▶ [THE PROBLEM] Which lines in the data below contain the string "orange"? Find them and copy each one out in full. Uppercase and lowercase count as different.

[start]

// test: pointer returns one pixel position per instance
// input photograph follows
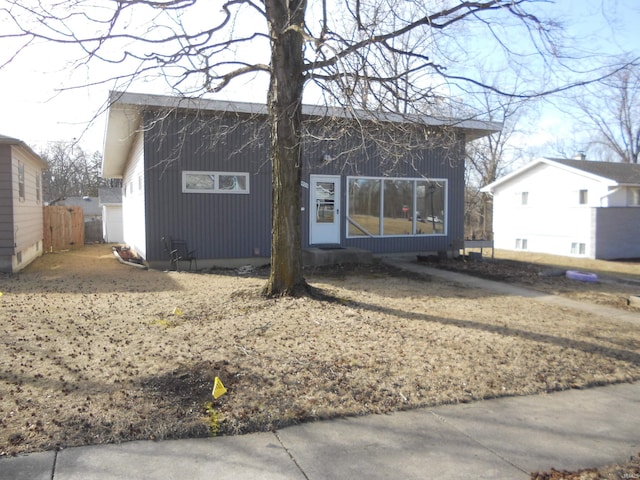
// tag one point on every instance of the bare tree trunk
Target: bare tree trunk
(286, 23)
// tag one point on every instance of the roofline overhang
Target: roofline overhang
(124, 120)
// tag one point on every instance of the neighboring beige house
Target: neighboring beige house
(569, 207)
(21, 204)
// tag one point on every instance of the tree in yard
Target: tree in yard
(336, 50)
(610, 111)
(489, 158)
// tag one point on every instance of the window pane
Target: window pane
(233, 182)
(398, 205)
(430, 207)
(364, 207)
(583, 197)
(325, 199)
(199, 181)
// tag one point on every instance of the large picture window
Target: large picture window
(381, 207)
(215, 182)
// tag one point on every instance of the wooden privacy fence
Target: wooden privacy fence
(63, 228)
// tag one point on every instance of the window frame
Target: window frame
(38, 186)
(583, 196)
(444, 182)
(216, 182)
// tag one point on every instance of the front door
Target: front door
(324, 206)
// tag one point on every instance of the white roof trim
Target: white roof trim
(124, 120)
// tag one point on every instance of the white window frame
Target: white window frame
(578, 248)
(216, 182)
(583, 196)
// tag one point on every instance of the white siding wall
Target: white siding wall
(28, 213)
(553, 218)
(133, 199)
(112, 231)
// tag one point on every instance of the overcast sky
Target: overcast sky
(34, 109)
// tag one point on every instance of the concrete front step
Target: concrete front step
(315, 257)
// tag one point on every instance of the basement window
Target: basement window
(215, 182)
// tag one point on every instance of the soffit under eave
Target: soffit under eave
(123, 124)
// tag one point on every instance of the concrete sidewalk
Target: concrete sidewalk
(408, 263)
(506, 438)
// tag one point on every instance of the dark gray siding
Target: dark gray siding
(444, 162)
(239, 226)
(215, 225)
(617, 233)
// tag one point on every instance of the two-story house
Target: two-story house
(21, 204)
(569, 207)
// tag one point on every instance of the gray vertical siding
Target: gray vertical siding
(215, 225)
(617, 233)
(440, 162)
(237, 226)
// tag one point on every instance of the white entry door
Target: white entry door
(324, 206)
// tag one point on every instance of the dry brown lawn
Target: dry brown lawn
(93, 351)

[end]
[start]

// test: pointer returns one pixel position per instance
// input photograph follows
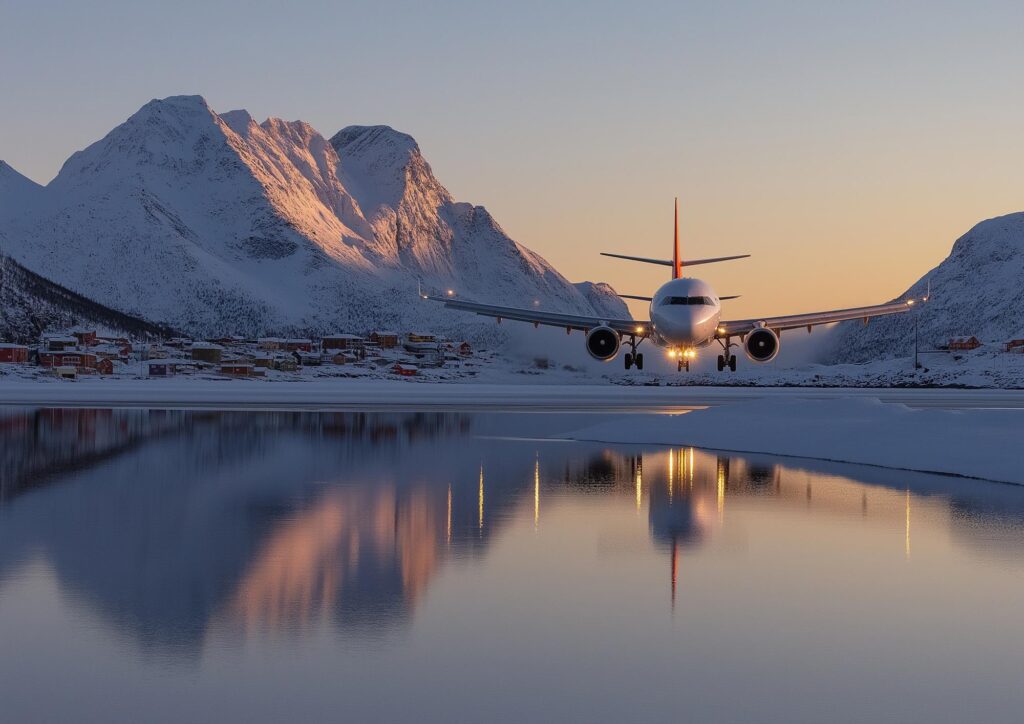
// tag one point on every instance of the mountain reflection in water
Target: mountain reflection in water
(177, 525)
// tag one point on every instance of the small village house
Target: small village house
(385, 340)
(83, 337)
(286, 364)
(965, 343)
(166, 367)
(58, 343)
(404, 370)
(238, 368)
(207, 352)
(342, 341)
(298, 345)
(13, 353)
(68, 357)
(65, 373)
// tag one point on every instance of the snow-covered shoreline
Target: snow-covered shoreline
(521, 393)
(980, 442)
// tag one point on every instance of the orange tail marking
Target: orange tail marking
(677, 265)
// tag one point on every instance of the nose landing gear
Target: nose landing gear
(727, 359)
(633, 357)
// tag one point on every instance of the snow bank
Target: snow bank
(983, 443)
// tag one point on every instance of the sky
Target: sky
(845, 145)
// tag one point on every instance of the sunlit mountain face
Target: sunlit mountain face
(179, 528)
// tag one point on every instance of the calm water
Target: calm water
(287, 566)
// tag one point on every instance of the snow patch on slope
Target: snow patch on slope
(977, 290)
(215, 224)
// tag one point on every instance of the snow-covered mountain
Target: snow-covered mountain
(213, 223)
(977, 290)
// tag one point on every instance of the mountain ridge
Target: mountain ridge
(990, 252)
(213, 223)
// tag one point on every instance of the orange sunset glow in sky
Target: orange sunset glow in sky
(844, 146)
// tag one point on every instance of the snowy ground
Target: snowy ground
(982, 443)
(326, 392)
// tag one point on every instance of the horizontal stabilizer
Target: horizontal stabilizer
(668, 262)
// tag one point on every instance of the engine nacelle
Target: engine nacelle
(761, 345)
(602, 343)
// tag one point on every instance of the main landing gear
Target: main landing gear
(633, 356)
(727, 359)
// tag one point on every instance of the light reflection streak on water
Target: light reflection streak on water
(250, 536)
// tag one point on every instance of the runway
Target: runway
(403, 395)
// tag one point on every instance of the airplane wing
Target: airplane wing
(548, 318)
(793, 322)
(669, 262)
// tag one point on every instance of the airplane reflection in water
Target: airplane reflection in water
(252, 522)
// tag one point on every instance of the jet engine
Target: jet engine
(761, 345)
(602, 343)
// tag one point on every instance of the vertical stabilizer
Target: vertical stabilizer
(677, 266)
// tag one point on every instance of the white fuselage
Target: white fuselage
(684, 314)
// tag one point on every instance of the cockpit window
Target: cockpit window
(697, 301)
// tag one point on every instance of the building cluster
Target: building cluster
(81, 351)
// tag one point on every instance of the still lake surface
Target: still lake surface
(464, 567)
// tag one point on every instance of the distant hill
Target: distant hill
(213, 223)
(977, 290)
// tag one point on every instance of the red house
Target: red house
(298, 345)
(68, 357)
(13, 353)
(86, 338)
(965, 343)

[end]
[start]

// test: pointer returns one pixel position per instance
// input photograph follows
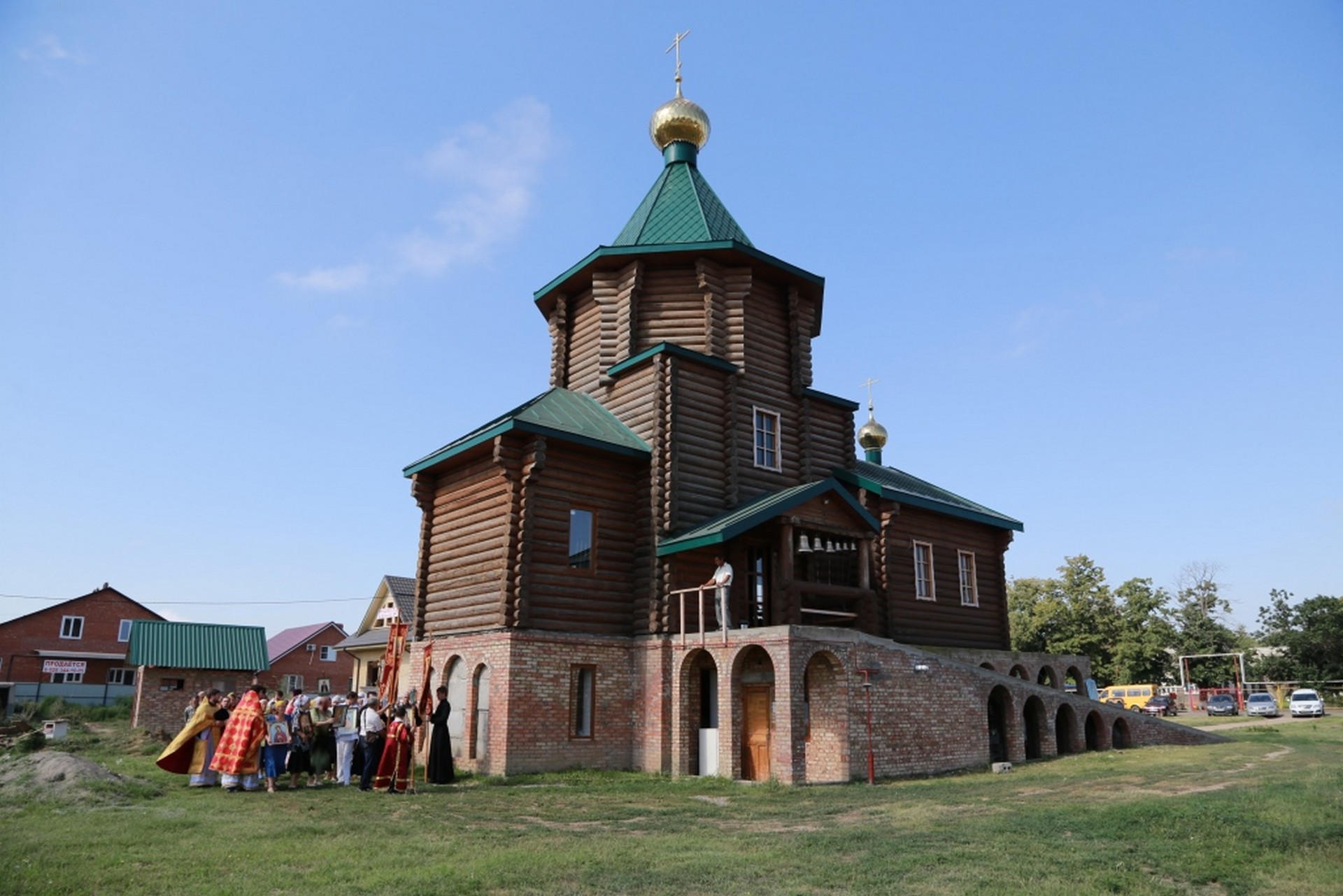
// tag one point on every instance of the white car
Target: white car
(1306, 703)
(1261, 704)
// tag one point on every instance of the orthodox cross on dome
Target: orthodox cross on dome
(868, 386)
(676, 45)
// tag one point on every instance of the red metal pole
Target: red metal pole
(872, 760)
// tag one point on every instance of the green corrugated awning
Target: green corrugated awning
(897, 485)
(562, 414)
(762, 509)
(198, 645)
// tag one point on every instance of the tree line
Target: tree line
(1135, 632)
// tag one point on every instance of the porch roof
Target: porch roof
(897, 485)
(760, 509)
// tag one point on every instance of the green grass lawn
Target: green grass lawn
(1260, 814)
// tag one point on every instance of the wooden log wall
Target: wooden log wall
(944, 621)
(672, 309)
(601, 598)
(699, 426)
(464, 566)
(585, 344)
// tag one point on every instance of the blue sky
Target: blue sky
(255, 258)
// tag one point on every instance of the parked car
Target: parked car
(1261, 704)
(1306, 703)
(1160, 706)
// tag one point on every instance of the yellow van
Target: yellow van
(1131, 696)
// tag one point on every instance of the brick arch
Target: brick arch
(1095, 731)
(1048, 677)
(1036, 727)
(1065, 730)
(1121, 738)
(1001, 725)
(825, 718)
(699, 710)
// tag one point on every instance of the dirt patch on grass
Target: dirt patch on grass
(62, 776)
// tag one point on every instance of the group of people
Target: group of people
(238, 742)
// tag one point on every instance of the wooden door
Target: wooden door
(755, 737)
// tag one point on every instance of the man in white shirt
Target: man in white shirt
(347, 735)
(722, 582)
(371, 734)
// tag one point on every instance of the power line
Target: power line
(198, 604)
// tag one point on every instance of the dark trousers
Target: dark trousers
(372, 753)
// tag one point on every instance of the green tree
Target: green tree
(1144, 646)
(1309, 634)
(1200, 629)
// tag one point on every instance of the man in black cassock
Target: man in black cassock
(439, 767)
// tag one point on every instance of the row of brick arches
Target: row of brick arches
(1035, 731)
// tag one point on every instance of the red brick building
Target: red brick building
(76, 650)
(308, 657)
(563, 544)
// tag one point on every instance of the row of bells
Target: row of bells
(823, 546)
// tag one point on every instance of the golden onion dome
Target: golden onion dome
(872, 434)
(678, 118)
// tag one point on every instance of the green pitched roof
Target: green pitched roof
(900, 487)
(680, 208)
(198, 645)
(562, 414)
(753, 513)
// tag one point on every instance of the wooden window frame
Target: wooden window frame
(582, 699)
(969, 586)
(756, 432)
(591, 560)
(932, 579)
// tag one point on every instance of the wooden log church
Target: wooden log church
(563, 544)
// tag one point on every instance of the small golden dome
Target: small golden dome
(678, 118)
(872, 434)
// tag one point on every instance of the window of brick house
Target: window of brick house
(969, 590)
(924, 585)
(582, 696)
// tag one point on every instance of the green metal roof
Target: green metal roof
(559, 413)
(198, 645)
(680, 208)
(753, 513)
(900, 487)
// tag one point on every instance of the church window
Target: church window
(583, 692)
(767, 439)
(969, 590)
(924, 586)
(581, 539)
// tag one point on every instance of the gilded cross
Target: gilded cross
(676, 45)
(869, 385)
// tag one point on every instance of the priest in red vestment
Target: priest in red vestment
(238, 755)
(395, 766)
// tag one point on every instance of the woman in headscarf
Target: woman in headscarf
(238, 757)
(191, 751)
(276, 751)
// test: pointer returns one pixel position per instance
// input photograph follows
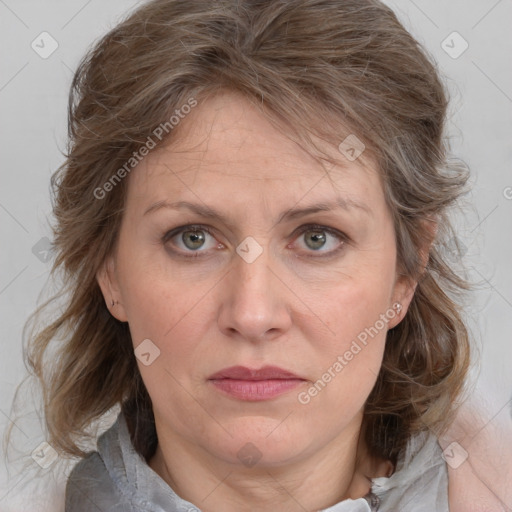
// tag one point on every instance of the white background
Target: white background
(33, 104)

[end]

▶ [OUTPUT OF THE EXERCISE]
// tag one point on every instance of the orange tail marking
Target: orange tail marking
// tag one point on every instance of the orange sunset glow in sky
Target: orange sunset glow in sky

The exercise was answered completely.